◆ **WHAT IS NEEDED**: From the text on the z/OS console tools, copy out word for word the part starting with "For z-console, the" and going on through "under your workload.".

◆ **PASSAGE TO READ**:
Fast enough to run frequently, and gives operators an at-a-glance view of system health.

Building Operational History

To power the “have we seen this before?” lookups, there’s a companion tool called z-ingest-console. It runs as a background daemon via z-console-daemon.sh (every 5 minutes by default) and continuously indexes console messages into the vector store:

# Start the daemon in the background
nohup ./z-console-daemon.sh &

Messages are grouped into 5-minute time windows and stored with structured metadata, message IDs, highest severity, jobname, system name, timestamps. The longer it runs, the more historical context z-console can draw on.

Measuring Performance

How fast is all of this? Rather than hardcoding numbers into this post, where they’d go stale the moment you run on different hardware, both z-query and z-console support a --metrics flag that outputs timing data as JSON on stderr.

For a query:

z-query --metrics "what does abend S0C4 mean" 2>metrics.json

{"mode":"semantic","model_load_ms":2341.5,"embed_ms":287.3,
 "search_ms":42.1,"total_ms":2812.4,"results":5,"store_chunks":34102}

For z-console, the metrics break down timing across all enriched messages, with per-message averages:

z-console --metrics --pcon -l 2>metrics.json

{"total_parsed":847,"interesting":23,"skipped":824,"unique_ids":14,
 "cache_hits":3,"enriched":11,"model_load_ms":2341.5,
 "total_enrich_ms":4892.1,"total_embed_ms":3156.7,"total_search_ms":1204.8,
 "avg_enrich_ms":444.7,"avg_embed_ms":286.9,"avg_search_ms":109.5}

The key insight from the metrics: model load is a one-time cost of a few seconds, and after that each message enrichment takes well under half a second. Keyword-only modes (--summary, pure msgid lookups) skip the model entirely and return in milliseconds. The --metrics output lets you measure exactly what matters on your LPAR, under your workload.

The Full Picture: Enabling RAG Directly on z/OS

By bringing together embeddings, a persistent vector store, and a hybrid search engine, we’ve enabled a complete Retrieval-Augmented Generation (RAG) system that works directly on z/OS.

For the air-gapped environments common in finance and healthcare, this isn’t just a nice-to-have—it’s a hard requirement. It means you can build intelligent assistants that understand your specific system configuration and historical data without a single byte leaving your secure LPAR.

Here’s the full pipeline that runs every time z-console enriches a message:

Console Messages / Documents
        ↓
   Tokenize (llama.cpp)

◆ **DATASET RECORDS**:
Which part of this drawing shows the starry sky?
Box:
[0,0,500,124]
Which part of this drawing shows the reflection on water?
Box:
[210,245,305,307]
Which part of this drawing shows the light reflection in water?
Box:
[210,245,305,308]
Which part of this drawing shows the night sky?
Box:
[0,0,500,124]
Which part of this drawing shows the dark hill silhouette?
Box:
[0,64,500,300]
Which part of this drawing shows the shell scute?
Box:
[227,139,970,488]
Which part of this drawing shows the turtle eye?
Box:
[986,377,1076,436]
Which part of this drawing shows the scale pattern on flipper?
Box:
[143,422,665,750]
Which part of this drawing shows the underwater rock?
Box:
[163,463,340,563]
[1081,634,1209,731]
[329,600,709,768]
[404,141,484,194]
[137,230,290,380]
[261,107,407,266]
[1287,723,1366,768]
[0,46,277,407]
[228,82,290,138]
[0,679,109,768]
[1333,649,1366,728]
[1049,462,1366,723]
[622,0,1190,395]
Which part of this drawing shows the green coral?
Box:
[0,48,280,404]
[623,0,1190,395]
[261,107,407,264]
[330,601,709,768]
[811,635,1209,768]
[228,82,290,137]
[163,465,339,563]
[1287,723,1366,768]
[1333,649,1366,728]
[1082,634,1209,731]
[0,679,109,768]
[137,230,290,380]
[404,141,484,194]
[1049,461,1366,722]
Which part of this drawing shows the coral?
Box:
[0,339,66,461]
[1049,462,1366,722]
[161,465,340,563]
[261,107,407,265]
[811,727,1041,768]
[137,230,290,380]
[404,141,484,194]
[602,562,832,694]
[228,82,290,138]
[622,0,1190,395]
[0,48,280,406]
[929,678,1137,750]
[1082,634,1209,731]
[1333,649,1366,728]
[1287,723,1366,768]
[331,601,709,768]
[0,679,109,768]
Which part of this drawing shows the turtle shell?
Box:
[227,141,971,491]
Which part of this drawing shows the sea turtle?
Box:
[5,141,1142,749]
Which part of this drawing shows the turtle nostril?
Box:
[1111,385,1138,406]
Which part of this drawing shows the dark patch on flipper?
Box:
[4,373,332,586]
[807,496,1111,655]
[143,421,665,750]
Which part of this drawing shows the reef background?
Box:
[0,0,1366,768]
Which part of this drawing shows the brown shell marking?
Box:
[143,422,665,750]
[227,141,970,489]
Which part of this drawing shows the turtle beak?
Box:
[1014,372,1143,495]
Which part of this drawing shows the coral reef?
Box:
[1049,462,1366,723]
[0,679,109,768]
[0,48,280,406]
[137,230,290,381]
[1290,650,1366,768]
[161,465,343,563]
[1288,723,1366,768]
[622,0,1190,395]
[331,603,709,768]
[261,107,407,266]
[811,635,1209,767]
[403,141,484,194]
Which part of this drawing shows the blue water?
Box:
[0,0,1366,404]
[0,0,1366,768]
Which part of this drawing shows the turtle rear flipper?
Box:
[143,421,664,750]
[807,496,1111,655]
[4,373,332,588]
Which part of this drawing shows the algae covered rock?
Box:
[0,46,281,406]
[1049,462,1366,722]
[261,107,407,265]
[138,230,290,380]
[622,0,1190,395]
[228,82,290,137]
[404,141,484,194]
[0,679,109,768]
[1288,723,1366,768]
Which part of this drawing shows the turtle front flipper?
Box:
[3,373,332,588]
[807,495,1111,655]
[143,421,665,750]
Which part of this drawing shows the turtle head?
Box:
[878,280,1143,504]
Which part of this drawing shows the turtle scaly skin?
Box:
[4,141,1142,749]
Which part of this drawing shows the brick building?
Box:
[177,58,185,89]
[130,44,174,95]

◆ **SOLUTION TO THE PROBLEM**:
For z-console, the metrics break down timing across all enriched messages, with per-message averages:

z-console --metrics --pcon -l 2>metrics.json

{"total_parsed":847,"interesting":23,"skipped":824,"unique_ids":14,
 "cache_hits":3,"enriched":11,"model_load_ms":2341.5,
 "total_enrich_ms":4892.1,"total_embed_ms":3156.7,"total_search_ms":1204.8,
 "avg_enrich_ms":444.7,"avg_embed_ms":286.9,"avg_search_ms":109.5}

The key insight from the metrics: model load is a one-time cost of a few seconds, and after that each message enrichment takes well under half a second. Keyword-only modes (--summary, pure msgid lookups) skip the model entirely and return in milliseconds. The --metrics output lets you measure exactly what matters on your LPAR, under your workload.